Temporal Span Proposal Network for Video Relation Detection

⚠️ WARNING
This repo is not done yet...

Implementation of "What and When to Look?: Temporal Span Proposal Network for Video Visual Relation Detection"

Identifying relations between objects is central to understanding the scene. While several works have been proposed for relation modeling in the image domain, there have been many constraints in the video domain due to challenging dynamics of spatio-temporal interactions (e.g., Between which objects are there an interaction? When do relations occur and end?). To date, two representative methods have been proposed to tackle Video Visual Relation Detection (VidVRD): segment-based and window-based. We first point out the limitations these two methods have and propose Temporal Span Proposal Network (TSPN), a novel method with two advantages in terms of efficiency and effectiveness. 1) TSPN tells what to look: it sparsifies relation search space by scoring relationness (i.e., confidence score for the existence of a relation between pair of objects) of object pair. 2) TSPN tells when to look: it leverages the full video context to simultaneously predict the temporal span and categories of the entire relations. TSPN demonstrates its effectiveness by achieving new state-of-the-art by a significant margin on two VidVRD benchmarks (ImageNet-VidVDR and VidOR) while also showing lower time complexity than existing methods - in particular, twice as efficient as a popular segment-based approach.

Video Visual Realtion Detection (VidVRD) & Video Object Relation (VidOR)

Dataset & Annotations (VidVRD & VidOR)
Preprocessing (videos -> frames)
Aannotations -> COCO format
Object Detection w/ Faster R-CNN
Multi Object Tracking w/ DeepSORT
Relation Detection Baseline

Dataset & Annotations

VidVRD dataset can be found in here.
VidOR dataset can be found in here.

Preprocessing videos into frames

For VidVRD, use vidvrd_to_image.sh (will take about 1 hour).
For VidOR, use vidor_to_image.sh (will take about 7-8 hours).

Annotation format

The VidVRD json file contains a dictionary sturctured like:

{
    "video_id": "ILSVRC2015_train_00010001",        # Video ID from the original ImageNet ILSVRC2016 video dataset
    "frame_count": 219,
    "fps": 30, 
    "width": 1920, 
    "height": 1080, 
    "subject/objects": [                            # List of subject/objects
        {
            "tid": 0,                               # Trajectory ID of a subject/object
            "category": "bicycle"
        }, 
        ...
    ], 
     "trajectories": [                              # List of frames
        [                                           # List of bounding boxes in each frame
            {
                "tid": 0,                       
                "bbox": {
                    "xmin": 672,                    # left
                    "ymin": 560,                    # top
                    "xmax": 781,                    # right
                    "ymax": 693                     # bottom
                }, 
                "generated": 0,                     # 0 - the bounding box is manually labeled
                                                    # 1 - the bounding box is automatically generated
            }, 
            ...

• **TASK INSTRUCTIONS**:
In the text above on the Temporal Span Proposal Network, about how long does it take to turn the VidOR videos into frames?

• **Records from a collection**:
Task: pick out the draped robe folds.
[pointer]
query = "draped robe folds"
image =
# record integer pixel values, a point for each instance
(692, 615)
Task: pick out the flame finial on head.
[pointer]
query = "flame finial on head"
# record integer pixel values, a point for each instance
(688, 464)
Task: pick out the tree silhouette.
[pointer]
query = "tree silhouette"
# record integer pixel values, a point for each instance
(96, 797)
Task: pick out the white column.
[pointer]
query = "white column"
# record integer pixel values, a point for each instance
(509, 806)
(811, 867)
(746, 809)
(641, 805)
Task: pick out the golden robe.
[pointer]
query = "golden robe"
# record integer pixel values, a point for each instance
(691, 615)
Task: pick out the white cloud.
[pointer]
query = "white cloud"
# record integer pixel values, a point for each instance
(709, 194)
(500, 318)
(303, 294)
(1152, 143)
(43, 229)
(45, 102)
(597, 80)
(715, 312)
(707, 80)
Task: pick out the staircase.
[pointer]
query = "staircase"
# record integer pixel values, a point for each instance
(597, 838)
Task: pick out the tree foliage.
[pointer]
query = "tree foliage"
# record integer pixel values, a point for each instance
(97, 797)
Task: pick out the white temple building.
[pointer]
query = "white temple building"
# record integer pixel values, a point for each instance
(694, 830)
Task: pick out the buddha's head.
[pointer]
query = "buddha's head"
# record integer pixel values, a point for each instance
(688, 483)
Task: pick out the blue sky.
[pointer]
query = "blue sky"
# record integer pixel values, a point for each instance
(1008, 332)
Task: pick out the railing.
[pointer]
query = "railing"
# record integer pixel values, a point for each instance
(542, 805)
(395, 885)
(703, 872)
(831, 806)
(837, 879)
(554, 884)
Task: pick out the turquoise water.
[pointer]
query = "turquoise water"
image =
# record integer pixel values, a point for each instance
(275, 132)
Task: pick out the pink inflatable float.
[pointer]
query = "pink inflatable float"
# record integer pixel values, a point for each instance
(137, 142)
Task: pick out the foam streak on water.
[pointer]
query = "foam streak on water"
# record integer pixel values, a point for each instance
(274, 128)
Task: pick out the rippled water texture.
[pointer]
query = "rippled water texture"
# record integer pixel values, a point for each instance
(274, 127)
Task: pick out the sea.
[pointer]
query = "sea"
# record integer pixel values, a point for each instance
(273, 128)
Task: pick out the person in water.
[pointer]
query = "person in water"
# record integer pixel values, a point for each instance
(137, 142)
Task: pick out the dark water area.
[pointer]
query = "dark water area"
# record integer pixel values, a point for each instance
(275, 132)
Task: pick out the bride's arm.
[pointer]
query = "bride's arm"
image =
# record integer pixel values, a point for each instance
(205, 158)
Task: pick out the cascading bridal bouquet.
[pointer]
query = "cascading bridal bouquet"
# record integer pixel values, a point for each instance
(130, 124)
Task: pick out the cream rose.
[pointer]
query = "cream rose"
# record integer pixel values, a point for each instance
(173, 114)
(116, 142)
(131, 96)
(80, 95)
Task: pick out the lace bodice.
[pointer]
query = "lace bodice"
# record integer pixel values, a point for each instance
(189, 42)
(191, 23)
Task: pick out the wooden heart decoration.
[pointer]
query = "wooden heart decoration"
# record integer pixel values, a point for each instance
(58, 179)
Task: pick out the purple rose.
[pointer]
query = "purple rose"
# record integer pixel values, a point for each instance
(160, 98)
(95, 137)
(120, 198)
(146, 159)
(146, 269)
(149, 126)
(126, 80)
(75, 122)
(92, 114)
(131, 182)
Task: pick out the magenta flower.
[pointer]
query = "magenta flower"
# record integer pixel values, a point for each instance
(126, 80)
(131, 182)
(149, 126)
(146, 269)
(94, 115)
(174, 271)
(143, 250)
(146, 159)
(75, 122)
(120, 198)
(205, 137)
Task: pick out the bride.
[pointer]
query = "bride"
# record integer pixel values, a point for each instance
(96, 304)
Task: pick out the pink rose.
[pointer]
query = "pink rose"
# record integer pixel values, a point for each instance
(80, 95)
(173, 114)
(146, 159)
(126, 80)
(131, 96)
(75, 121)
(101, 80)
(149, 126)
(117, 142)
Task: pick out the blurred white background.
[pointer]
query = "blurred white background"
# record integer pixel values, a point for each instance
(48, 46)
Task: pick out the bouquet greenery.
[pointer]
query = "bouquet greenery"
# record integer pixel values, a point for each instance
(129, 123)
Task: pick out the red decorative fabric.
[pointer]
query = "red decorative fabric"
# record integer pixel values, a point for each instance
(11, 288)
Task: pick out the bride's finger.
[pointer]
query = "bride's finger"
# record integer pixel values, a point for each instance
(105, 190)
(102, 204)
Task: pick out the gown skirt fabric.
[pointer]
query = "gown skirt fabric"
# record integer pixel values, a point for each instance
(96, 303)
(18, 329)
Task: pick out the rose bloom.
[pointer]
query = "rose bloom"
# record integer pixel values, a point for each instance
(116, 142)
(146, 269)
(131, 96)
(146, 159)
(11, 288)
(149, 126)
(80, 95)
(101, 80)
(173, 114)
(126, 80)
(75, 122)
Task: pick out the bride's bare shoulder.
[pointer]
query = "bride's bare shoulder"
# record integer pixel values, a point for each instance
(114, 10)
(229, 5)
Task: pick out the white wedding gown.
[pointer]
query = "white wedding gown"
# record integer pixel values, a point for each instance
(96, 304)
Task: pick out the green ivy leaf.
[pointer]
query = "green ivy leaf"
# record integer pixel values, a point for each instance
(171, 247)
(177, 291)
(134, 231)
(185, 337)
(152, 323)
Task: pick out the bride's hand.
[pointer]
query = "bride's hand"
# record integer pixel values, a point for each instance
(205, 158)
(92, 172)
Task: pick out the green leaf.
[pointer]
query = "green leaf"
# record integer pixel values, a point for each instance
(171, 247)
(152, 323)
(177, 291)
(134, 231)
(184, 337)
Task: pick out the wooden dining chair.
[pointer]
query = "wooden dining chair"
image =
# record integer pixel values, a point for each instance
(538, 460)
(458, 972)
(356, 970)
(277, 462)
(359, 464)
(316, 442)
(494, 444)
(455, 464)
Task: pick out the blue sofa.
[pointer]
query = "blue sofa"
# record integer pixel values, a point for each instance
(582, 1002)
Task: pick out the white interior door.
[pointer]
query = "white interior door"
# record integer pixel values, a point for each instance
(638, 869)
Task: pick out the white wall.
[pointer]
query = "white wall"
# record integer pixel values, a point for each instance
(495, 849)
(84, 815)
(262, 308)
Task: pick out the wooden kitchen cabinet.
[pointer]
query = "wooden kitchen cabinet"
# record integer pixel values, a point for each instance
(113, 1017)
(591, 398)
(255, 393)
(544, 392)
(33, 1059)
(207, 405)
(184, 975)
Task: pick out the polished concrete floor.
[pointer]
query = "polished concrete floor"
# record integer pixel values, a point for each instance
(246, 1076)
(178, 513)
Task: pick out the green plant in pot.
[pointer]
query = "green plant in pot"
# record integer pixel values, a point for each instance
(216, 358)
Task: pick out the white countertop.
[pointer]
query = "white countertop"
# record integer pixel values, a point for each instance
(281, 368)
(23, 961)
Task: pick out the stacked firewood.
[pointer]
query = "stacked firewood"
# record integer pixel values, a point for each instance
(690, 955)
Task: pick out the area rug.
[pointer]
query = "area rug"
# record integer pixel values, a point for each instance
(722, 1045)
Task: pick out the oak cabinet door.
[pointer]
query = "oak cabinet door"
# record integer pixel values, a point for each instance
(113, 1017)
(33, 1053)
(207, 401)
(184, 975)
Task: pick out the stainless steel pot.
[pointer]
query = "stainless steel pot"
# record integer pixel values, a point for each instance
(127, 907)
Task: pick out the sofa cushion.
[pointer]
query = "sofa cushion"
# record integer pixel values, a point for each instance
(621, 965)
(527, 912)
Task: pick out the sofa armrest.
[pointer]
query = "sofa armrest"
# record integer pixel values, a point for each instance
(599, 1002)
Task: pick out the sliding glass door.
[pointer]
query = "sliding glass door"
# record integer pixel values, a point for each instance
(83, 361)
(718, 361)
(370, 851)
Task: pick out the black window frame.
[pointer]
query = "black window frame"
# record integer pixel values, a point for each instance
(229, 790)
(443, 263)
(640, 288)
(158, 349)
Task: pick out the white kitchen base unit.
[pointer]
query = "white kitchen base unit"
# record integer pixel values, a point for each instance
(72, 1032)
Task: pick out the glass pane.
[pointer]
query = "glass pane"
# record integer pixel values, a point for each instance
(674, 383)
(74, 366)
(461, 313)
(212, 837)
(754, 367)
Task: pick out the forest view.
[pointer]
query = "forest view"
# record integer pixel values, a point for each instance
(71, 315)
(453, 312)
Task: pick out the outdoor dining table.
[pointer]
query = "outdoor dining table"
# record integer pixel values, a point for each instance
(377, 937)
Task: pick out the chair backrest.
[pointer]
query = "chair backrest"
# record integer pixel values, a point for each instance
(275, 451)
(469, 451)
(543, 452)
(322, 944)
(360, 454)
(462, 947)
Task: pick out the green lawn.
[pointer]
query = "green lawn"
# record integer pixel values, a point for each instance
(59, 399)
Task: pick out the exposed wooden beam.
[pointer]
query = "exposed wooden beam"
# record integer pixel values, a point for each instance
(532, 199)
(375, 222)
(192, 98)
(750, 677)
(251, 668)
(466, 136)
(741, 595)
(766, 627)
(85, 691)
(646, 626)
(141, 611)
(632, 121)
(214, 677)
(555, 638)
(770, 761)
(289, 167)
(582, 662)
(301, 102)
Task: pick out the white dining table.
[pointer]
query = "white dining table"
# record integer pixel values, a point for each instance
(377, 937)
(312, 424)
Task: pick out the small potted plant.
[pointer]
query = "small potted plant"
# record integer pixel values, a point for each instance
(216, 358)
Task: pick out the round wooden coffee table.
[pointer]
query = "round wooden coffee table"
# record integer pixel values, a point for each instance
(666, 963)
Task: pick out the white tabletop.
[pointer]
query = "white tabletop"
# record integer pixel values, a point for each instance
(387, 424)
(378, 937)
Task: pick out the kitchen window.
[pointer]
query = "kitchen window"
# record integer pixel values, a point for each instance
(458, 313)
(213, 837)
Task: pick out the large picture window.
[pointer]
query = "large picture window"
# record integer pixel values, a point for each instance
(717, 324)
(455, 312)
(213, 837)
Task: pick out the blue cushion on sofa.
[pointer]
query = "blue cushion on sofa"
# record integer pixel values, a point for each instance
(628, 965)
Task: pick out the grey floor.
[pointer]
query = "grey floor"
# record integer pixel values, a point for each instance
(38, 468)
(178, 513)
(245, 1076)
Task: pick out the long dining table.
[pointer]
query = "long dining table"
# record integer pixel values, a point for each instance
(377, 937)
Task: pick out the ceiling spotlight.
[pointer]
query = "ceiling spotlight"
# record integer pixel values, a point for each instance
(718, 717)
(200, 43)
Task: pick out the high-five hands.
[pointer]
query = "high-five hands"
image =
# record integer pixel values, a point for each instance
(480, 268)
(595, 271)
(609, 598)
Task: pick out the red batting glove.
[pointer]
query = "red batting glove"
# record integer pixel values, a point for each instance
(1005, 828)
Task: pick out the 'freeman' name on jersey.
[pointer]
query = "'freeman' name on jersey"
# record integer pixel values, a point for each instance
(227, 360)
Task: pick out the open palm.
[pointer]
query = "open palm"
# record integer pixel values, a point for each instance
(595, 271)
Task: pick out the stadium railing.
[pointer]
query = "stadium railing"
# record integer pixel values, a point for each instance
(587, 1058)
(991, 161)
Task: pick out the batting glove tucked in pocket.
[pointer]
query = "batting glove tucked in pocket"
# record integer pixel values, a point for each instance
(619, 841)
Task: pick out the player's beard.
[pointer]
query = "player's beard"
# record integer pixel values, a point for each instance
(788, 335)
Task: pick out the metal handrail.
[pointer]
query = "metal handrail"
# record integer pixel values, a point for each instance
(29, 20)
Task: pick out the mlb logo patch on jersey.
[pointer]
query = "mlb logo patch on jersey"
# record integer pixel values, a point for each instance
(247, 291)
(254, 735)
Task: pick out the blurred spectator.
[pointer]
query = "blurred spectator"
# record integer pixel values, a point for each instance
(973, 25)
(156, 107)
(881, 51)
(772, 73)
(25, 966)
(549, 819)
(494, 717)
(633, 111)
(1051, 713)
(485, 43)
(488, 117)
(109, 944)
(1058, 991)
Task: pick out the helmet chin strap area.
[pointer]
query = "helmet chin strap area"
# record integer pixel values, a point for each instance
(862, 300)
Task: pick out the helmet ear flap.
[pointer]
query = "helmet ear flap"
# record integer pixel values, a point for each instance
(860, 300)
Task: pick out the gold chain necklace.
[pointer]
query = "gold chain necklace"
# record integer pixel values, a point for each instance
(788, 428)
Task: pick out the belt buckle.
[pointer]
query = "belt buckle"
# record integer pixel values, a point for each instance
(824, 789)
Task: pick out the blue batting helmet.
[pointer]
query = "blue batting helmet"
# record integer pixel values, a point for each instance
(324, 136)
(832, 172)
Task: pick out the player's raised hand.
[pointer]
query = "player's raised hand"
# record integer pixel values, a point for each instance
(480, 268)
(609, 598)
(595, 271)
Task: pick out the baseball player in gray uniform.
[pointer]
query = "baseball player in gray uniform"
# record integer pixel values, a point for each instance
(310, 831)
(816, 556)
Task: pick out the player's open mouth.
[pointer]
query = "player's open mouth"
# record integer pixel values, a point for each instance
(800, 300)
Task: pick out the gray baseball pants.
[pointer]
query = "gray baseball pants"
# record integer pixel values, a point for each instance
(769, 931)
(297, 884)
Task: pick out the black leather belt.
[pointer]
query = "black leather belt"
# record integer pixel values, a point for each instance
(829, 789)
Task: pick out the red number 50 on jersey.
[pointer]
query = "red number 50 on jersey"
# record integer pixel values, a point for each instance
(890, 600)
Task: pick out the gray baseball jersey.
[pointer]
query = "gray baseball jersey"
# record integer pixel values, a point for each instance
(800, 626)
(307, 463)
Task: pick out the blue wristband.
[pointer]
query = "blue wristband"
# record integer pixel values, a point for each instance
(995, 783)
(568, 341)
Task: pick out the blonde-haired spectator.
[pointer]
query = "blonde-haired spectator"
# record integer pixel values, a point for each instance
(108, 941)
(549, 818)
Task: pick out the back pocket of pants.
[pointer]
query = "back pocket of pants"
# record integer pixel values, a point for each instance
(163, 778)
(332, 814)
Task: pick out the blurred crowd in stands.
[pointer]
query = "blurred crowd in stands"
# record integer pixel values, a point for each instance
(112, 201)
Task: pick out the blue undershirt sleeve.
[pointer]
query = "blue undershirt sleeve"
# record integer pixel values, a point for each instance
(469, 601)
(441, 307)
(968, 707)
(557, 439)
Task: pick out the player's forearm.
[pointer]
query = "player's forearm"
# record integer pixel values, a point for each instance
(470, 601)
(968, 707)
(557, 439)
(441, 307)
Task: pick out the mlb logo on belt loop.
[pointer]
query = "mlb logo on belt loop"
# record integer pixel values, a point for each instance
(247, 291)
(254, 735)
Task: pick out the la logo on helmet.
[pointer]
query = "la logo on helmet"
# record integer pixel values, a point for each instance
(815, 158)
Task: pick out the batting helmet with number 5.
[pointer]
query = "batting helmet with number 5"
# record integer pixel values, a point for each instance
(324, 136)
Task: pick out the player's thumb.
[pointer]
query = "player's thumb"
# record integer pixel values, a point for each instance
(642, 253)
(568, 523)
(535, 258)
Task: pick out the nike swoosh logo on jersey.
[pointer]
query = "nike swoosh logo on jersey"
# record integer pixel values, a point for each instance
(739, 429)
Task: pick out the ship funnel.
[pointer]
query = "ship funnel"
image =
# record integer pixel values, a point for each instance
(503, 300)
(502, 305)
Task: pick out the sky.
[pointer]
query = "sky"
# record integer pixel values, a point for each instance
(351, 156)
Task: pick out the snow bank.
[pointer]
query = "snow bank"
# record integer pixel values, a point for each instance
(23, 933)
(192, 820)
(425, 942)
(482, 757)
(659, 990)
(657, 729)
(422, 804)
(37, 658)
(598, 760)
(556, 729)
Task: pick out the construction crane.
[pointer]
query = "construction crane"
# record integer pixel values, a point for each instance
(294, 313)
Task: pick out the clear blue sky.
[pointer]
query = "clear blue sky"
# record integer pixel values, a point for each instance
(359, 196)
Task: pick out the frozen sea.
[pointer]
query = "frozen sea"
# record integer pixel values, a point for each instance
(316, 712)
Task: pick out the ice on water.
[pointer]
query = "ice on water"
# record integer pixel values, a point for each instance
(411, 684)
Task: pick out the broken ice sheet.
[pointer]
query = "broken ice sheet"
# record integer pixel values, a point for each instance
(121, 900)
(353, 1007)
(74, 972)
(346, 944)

• **COMPLETE RESPONSE**:
About 7-8 hours.